**Page text**
########################################

Borderlands:
the Settler’s Prussia
OCTOBER 16,
2015
COUNTERPUNCH.ORG
Israeli democracy is sliding downwards.
Sliding slowly,
comfortably, but unmistakably.
Sliding where? Everybody knows
that: towards an ultra-nationalist, racist, religious society.
Who is leading the ride?
Why, the government, of course.
This group of noisy nobodies which came to power at the last elections, led by
Binyamin Netanyahu.
Not really. Take all these big-mouthed
little demagogues, the ministers of this or that (I can’t quite remember who is
supposed to be minister for what) and shut them up somewhere, and nothing will
change. In 10 years from now, nobody will remember the name of any of them.
If the government does not lead,
who does? Perhaps the right-wing mob? Those people we see on TV, with faces
contorted by hatred, shouting “Death to the Arabs!” at soccer matches until
they are hoarse, or demonstrating after each violent incident in the mixed
Jewish-Arab towns “All Arabs are Terrorists! Kill them all!”
This mob can hold the same
demonstrations tomorrow against somebody else: gays, judges, feminists,
whoever. It is not consistent. It cannot build a new system.
No, there is only one group in
the country that is strong enough, cohesive enough, determined enough to take
over the state: the settlers.
In
the middle of last century, a towering historian, Arnold Toynbee, wrote a
monumental work, A Study of History.
His central thesis was that civilizations are like human beings: they are born,
grow up, mature, age and die. This was not really new – the German historian
Oswald Spengler said something similar before him (The Decline of the
West). But Toynbee, being British, was much less metaphysical than
his German predecessor, and tried to draw practical conclusions.
Among Toynbee’s many insights, there
was one that should interest us now. It concerns the process by which border
districts attain power and take over the state.
Take for example, German history.
German civilization grew and matured in the South, next to France and Austria.

########################################

**Records to process**

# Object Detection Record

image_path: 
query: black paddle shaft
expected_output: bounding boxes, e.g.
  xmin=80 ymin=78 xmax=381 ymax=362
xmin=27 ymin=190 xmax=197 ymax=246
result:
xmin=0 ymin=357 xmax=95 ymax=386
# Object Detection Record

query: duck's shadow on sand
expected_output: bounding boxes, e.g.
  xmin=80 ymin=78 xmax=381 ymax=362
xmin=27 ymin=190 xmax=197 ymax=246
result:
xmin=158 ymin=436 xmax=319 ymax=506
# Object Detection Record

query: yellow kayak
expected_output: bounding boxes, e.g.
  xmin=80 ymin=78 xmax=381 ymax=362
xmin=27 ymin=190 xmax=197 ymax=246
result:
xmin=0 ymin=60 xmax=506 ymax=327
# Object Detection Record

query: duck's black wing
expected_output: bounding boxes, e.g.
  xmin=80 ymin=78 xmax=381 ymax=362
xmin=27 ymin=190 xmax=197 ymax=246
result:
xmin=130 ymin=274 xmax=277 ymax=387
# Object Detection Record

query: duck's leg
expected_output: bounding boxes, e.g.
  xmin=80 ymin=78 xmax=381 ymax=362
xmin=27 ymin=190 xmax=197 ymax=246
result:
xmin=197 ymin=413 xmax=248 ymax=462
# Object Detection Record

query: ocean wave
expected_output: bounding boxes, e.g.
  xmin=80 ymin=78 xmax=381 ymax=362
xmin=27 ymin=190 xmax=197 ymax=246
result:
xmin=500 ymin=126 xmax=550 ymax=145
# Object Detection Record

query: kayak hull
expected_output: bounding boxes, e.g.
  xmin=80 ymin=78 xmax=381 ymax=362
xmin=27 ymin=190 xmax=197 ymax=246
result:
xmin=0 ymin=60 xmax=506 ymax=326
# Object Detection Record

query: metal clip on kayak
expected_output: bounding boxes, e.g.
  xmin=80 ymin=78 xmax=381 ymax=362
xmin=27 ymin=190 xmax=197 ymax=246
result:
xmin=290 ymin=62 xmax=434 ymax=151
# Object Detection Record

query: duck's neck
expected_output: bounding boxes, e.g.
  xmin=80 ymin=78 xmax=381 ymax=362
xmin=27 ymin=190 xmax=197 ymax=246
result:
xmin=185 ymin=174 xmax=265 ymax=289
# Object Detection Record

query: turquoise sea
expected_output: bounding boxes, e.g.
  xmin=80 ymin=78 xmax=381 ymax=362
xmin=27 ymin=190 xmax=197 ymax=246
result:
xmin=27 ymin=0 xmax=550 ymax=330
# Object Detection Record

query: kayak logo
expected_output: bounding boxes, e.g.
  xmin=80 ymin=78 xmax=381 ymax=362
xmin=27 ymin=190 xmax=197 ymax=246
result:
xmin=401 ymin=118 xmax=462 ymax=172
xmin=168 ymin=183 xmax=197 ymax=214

########################################

**Tasks to carry out**
1. Name every person mentioned by name in the article on Israeli democracy.
2. Reproduce the records from their first line through the line containing "xmin=290 ymin=62 xmax=434 ymax=151", including both of those lines. Multiply every bounding-box coordinate in the results by 1.1 and round each one to a whole number, with halves rounded up.

**Responses per task**
1. Binyamin Netanyahu, Arnold Toynbee, Oswald Spengler

2.
# Object Detection Record

image_path: 
query: black paddle shaft
expected_output: bounding boxes, e.g.
  xmin=80 ymin=78 xmax=381 ymax=362
xmin=27 ymin=190 xmax=197 ymax=246
result:
xmin=0 ymin=393 xmax=105 ymax=425
# Object Detection Record

query: duck's shadow on sand
expected_output: bounding boxes, e.g.
  xmin=80 ymin=78 xmax=381 ymax=362
xmin=27 ymin=190 xmax=197 ymax=246
result:
xmin=174 ymin=480 xmax=351 ymax=557
# Object Detection Record

query: yellow kayak
expected_output: bounding boxes, e.g.
  xmin=80 ymin=78 xmax=381 ymax=362
xmin=27 ymin=190 xmax=197 ymax=246
result:
xmin=0 ymin=66 xmax=557 ymax=360
# Object Detection Record

query: duck's black wing
expected_output: bounding boxes, e.g.
  xmin=80 ymin=78 xmax=381 ymax=362
xmin=27 ymin=190 xmax=197 ymax=246
result:
xmin=143 ymin=301 xmax=305 ymax=426
# Object Detection Record

query: duck's leg
expected_output: bounding boxes, e.g.
  xmin=80 ymin=78 xmax=381 ymax=362
xmin=27 ymin=190 xmax=197 ymax=246
result:
xmin=217 ymin=454 xmax=273 ymax=508
# Object Detection Record

query: ocean wave
expected_output: bounding boxes, e.g.
  xmin=80 ymin=78 xmax=381 ymax=362
xmin=27 ymin=190 xmax=197 ymax=246
result:
xmin=550 ymin=139 xmax=605 ymax=160
# Object Detection Record

query: kayak hull
expected_output: bounding boxes, e.g.
  xmin=80 ymin=78 xmax=381 ymax=362
xmin=27 ymin=190 xmax=197 ymax=246
result:
xmin=0 ymin=66 xmax=557 ymax=359
# Object Detection Record

query: metal clip on kayak
expected_output: bounding boxes, e.g.
  xmin=80 ymin=78 xmax=381 ymax=362
xmin=27 ymin=190 xmax=197 ymax=246
result:
xmin=319 ymin=68 xmax=477 ymax=166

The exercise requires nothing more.